(Wiersze ze zbioru danych)

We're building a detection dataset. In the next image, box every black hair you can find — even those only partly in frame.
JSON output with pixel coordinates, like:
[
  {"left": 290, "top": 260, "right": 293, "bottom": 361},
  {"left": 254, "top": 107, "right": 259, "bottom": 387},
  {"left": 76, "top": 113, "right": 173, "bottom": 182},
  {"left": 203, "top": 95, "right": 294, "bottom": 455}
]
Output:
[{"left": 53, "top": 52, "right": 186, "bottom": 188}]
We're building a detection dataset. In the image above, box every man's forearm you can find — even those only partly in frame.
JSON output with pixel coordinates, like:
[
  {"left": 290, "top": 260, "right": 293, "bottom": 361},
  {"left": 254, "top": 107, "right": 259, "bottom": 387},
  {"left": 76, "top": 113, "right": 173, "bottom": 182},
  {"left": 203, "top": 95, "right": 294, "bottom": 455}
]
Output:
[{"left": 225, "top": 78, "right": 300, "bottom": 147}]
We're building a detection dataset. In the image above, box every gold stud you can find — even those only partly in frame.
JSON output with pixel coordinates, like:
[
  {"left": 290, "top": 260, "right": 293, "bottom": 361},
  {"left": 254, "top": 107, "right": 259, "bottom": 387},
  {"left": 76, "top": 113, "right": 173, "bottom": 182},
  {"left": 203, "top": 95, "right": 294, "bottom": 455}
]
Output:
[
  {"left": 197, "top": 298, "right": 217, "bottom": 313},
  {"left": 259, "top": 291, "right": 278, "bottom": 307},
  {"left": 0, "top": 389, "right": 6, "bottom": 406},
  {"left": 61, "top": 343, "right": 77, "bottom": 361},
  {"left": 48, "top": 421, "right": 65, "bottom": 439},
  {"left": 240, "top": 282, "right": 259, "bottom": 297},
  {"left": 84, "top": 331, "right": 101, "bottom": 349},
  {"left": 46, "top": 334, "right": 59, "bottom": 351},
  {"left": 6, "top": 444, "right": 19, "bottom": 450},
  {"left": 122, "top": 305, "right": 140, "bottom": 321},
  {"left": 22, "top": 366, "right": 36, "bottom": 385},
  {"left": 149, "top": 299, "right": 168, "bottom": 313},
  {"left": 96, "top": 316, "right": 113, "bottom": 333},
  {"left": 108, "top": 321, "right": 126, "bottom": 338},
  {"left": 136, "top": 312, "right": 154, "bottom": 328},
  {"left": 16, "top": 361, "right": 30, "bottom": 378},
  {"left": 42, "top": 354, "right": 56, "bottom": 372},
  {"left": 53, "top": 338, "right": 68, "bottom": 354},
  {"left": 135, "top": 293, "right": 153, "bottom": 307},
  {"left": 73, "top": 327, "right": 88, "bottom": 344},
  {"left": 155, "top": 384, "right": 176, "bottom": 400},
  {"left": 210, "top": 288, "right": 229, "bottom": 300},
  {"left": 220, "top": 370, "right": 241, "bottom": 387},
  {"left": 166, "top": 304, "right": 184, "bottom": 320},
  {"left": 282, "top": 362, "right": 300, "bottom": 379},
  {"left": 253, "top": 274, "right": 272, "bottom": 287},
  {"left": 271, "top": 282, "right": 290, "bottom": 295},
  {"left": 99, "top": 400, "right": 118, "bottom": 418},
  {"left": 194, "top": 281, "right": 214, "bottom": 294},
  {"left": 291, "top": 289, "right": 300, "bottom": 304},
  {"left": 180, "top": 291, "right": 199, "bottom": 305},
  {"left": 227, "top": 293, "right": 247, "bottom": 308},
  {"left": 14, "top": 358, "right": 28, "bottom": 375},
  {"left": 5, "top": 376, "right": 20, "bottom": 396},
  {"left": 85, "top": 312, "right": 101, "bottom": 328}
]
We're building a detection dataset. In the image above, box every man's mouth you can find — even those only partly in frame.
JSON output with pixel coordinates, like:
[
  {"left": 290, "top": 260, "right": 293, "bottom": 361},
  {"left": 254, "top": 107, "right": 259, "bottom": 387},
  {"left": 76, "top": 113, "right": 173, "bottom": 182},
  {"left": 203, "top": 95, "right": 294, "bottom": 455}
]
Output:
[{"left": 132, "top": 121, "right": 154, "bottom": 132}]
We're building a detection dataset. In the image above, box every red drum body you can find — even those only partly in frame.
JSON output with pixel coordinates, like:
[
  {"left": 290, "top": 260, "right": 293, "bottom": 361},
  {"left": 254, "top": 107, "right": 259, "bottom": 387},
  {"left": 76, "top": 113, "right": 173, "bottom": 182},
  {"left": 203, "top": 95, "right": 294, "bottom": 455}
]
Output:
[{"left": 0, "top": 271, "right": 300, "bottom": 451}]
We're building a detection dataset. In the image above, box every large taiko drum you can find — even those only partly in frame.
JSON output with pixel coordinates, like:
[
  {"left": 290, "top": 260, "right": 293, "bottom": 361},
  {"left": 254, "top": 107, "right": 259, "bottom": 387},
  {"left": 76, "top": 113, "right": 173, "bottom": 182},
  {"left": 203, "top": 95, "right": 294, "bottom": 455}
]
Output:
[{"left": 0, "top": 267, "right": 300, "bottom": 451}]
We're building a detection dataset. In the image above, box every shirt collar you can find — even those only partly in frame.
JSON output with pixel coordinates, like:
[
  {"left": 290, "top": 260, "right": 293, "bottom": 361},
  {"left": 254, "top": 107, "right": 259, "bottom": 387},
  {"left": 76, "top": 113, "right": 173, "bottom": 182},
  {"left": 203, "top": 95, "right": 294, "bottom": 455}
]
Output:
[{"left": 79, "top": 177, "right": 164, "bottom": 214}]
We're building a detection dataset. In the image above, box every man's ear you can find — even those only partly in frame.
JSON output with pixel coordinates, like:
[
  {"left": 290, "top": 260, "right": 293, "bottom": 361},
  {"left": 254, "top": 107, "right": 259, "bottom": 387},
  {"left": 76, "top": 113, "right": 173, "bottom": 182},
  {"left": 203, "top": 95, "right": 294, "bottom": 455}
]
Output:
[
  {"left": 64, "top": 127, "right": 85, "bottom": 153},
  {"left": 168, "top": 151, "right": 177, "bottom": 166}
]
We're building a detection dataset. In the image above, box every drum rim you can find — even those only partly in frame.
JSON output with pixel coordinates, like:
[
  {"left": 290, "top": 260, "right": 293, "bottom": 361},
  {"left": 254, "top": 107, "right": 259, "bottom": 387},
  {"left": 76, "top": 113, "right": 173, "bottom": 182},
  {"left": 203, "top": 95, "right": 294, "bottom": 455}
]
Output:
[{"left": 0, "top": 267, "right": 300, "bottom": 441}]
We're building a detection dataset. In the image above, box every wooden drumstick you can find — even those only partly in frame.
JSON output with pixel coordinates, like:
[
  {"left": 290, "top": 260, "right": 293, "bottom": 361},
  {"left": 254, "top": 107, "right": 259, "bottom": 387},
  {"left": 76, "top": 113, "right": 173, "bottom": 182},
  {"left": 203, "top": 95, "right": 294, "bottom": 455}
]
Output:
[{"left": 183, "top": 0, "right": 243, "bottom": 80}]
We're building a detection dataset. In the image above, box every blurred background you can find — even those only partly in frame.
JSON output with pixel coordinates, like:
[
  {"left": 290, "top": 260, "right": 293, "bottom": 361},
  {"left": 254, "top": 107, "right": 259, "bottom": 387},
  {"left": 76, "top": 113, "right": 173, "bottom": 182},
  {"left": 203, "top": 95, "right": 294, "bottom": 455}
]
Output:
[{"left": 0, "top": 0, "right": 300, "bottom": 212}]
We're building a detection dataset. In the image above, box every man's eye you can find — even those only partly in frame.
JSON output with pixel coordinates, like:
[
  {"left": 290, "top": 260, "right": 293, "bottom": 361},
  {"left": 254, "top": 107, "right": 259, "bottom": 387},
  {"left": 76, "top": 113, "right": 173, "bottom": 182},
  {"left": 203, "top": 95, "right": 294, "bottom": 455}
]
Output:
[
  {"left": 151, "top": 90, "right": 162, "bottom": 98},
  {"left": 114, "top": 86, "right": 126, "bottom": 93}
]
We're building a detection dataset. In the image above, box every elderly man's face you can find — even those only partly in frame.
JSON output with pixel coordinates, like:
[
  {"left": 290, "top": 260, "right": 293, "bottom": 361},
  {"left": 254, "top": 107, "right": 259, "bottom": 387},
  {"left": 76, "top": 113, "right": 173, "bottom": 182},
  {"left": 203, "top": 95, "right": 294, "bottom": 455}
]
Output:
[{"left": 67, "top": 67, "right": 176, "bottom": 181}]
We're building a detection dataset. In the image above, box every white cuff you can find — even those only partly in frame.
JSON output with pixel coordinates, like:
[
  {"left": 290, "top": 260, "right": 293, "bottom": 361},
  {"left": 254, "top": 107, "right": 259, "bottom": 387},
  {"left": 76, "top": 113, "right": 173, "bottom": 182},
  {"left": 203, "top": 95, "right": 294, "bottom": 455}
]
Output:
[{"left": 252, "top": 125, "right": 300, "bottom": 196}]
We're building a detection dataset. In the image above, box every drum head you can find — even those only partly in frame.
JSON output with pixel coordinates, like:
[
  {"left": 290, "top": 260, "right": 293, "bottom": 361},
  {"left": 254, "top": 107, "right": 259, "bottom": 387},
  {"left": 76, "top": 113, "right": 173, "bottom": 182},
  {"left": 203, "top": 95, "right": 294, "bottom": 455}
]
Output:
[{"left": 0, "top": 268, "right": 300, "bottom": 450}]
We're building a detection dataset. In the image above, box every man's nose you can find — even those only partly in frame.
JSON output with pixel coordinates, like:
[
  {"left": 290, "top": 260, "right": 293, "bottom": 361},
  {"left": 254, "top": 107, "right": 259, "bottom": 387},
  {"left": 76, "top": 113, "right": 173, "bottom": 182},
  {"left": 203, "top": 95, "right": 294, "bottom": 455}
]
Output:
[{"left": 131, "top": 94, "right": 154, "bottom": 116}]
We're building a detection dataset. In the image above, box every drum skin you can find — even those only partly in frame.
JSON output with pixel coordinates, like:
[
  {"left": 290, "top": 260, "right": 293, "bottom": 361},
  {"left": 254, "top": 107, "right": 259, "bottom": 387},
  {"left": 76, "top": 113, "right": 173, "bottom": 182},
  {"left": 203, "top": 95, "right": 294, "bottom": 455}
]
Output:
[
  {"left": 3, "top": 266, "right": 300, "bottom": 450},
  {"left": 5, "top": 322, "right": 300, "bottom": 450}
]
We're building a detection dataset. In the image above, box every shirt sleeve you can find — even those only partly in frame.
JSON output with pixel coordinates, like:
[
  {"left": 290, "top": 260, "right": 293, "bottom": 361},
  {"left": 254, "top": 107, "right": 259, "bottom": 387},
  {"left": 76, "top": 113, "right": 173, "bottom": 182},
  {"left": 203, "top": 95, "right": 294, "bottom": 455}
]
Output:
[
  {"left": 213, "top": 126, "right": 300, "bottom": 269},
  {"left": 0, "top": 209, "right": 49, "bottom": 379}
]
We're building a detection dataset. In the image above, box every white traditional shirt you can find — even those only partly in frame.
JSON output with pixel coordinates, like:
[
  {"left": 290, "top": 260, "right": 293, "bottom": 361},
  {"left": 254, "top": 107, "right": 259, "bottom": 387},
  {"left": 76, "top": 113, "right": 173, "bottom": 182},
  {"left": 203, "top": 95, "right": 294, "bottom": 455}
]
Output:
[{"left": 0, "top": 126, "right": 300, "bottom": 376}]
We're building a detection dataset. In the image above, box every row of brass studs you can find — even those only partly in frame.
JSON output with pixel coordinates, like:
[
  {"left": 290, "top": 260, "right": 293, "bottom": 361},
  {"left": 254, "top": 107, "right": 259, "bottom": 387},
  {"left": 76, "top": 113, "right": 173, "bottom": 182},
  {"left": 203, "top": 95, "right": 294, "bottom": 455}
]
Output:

- Polecenie
Proszę podać w postaci listy numerowanej wiersze od wiersza zawierającego „box every row” włącznie aż do końca danych, pomijając puste wiersze.

- Rozwiązanie zadania
1. We're building a detection dataset. In the image above, box every row of brass studs you can find — even those only partly in frame.
2. JSON output with pixel coordinates, like:
3. [
4.   {"left": 290, "top": 260, "right": 293, "bottom": 361},
5.   {"left": 254, "top": 107, "right": 259, "bottom": 387},
6.   {"left": 76, "top": 113, "right": 173, "bottom": 182},
7.   {"left": 203, "top": 95, "right": 294, "bottom": 455}
8. ]
9. Output:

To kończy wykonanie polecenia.